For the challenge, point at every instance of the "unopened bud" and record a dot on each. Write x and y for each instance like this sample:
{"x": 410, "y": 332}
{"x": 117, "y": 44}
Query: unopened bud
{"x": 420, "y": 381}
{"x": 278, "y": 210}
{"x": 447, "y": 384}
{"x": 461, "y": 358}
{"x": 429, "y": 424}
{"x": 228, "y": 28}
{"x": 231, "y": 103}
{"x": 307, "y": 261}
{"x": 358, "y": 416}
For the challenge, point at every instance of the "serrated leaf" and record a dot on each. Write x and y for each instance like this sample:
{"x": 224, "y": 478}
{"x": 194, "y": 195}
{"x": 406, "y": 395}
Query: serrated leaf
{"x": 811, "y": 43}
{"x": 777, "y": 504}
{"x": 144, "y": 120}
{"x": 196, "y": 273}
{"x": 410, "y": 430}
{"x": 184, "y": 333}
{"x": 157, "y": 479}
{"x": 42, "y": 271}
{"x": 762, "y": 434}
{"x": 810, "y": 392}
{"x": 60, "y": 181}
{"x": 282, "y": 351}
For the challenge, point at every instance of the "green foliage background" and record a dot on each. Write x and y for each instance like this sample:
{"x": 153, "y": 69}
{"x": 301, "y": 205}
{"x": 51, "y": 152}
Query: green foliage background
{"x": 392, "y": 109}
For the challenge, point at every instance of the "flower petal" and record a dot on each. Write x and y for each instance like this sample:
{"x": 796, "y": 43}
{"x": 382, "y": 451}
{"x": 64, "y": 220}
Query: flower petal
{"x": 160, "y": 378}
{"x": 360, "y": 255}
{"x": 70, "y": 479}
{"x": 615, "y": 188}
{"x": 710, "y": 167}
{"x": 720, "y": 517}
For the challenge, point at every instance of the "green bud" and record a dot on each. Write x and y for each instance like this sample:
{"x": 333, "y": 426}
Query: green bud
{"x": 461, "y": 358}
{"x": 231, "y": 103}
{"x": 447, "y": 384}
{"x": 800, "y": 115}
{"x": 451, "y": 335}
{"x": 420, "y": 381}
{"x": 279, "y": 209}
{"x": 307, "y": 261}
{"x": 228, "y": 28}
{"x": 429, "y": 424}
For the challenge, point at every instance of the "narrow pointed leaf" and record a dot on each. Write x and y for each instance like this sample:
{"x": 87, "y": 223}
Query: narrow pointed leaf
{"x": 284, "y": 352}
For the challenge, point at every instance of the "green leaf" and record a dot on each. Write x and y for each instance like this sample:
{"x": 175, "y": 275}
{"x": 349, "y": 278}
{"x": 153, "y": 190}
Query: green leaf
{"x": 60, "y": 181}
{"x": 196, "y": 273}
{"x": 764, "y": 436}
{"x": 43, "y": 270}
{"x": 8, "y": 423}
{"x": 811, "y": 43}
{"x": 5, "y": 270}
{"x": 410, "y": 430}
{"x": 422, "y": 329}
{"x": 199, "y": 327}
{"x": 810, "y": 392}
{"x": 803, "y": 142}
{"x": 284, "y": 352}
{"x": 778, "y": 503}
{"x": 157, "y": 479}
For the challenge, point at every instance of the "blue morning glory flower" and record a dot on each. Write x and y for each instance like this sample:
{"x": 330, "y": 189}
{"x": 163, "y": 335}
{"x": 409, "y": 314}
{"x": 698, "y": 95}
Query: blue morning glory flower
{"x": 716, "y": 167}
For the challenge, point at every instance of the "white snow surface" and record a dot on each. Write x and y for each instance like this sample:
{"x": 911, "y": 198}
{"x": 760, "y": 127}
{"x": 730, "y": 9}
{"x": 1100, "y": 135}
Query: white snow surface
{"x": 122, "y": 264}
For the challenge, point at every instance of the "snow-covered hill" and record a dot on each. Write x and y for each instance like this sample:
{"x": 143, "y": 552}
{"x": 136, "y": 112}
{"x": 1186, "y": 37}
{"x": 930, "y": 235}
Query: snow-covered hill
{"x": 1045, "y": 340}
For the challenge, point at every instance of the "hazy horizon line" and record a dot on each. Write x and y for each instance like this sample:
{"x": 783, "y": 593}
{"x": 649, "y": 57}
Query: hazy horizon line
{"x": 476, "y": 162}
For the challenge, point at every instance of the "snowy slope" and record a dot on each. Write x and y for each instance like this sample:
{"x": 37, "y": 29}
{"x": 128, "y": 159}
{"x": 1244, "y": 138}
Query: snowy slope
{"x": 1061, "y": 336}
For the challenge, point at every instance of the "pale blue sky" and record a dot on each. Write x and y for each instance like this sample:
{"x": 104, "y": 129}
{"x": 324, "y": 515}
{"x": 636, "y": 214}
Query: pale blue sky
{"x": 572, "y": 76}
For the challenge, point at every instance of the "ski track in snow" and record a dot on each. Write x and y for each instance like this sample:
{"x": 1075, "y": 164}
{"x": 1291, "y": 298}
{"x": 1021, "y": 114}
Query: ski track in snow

Short problem:
Print all of the entries exactly as they are written.

Task result:
For the challenge, point at every instance of the "unopened bud" and record a dot on each. Write x and y for each instance like this sample:
{"x": 410, "y": 332}
{"x": 117, "y": 44}
Query: unopened bud
{"x": 420, "y": 381}
{"x": 278, "y": 210}
{"x": 447, "y": 384}
{"x": 461, "y": 358}
{"x": 429, "y": 424}
{"x": 228, "y": 28}
{"x": 231, "y": 103}
{"x": 307, "y": 261}
{"x": 358, "y": 416}
For the challenge, point at every instance of the "serrated leaf" and record a dot on each. Write x and y for each instance like this sample:
{"x": 224, "y": 478}
{"x": 194, "y": 195}
{"x": 406, "y": 395}
Query: serrated leaf
{"x": 811, "y": 43}
{"x": 777, "y": 504}
{"x": 144, "y": 120}
{"x": 196, "y": 273}
{"x": 410, "y": 430}
{"x": 184, "y": 333}
{"x": 157, "y": 479}
{"x": 42, "y": 271}
{"x": 762, "y": 434}
{"x": 810, "y": 392}
{"x": 60, "y": 181}
{"x": 282, "y": 351}
For the challenge, point at every instance of the "green foliage background" and record a dot on each. Write x and y for each instance like this sample:
{"x": 153, "y": 69}
{"x": 301, "y": 205}
{"x": 51, "y": 152}
Query: green foliage background
{"x": 392, "y": 109}
For the challenge, point at every instance of the "flower petal" and record a dot on each. Write x and y for each instance like this sample:
{"x": 796, "y": 43}
{"x": 382, "y": 451}
{"x": 64, "y": 220}
Query: flower petal
{"x": 160, "y": 378}
{"x": 360, "y": 255}
{"x": 70, "y": 479}
{"x": 615, "y": 188}
{"x": 710, "y": 167}
{"x": 720, "y": 517}
For the challenge, point at every instance of the "green bud" and record a dot on each. Write x and y for each instance like this sample:
{"x": 333, "y": 426}
Query: green bud
{"x": 461, "y": 358}
{"x": 231, "y": 103}
{"x": 447, "y": 384}
{"x": 800, "y": 115}
{"x": 451, "y": 335}
{"x": 420, "y": 381}
{"x": 279, "y": 209}
{"x": 307, "y": 261}
{"x": 228, "y": 28}
{"x": 429, "y": 424}
For the challenge, point at every instance of the "narrow pointed leaf" and record a dot on each. Write x and y for each instance like this sample:
{"x": 87, "y": 223}
Query: narrow pointed leaf
{"x": 284, "y": 352}
For the challenge, point at every instance of the "green leaf" and record a dot on each. Write x and y for each instance like this sample:
{"x": 175, "y": 275}
{"x": 349, "y": 278}
{"x": 153, "y": 190}
Query: green leaf
{"x": 60, "y": 181}
{"x": 196, "y": 273}
{"x": 764, "y": 436}
{"x": 43, "y": 270}
{"x": 8, "y": 423}
{"x": 811, "y": 43}
{"x": 5, "y": 270}
{"x": 410, "y": 430}
{"x": 422, "y": 329}
{"x": 199, "y": 327}
{"x": 810, "y": 392}
{"x": 803, "y": 142}
{"x": 284, "y": 352}
{"x": 778, "y": 503}
{"x": 157, "y": 479}
For the challenge, point at every instance of the "blue morning glory flower" and record a dot on each. Write x and y for each instance like this sample:
{"x": 330, "y": 189}
{"x": 163, "y": 335}
{"x": 409, "y": 314}
{"x": 698, "y": 95}
Query: blue morning glory flower
{"x": 716, "y": 167}
For the challenge, point at every instance of the "white snow surface" and record a dot on each. Write x and y for each instance like this sample:
{"x": 911, "y": 198}
{"x": 760, "y": 127}
{"x": 730, "y": 9}
{"x": 1100, "y": 135}
Query: white snow surface
{"x": 122, "y": 264}
For the challenge, point at every instance of the "snow-covered hill" and record a dot on each. Write x and y for each instance like this sample:
{"x": 143, "y": 552}
{"x": 136, "y": 112}
{"x": 1186, "y": 37}
{"x": 930, "y": 235}
Query: snow-covered hill
{"x": 1045, "y": 340}
For the challenge, point at every instance of the "hazy horizon line" and record a dot on each. Write x and y for each instance like this sample:
{"x": 783, "y": 593}
{"x": 649, "y": 57}
Query: hazy horizon line
{"x": 476, "y": 162}
For the challenge, point at every instance of the "snowy slope" and record a dot on each. Write x and y for each instance like this sample:
{"x": 37, "y": 29}
{"x": 128, "y": 159}
{"x": 1244, "y": 138}
Query: snowy slope
{"x": 1061, "y": 336}
For the challenge, point at every instance of the "pale blue sky" and record a dot on each. Write x and y for each instance like this sample:
{"x": 104, "y": 129}
{"x": 324, "y": 515}
{"x": 636, "y": 214}
Query: pale blue sky
{"x": 572, "y": 76}
For the challenge, point at every instance of the "ski track in snow" and record a dot on each. Write x and y for each instance like this sample:
{"x": 1075, "y": 164}
{"x": 1291, "y": 298}
{"x": 1021, "y": 114}
Query: ski track in snow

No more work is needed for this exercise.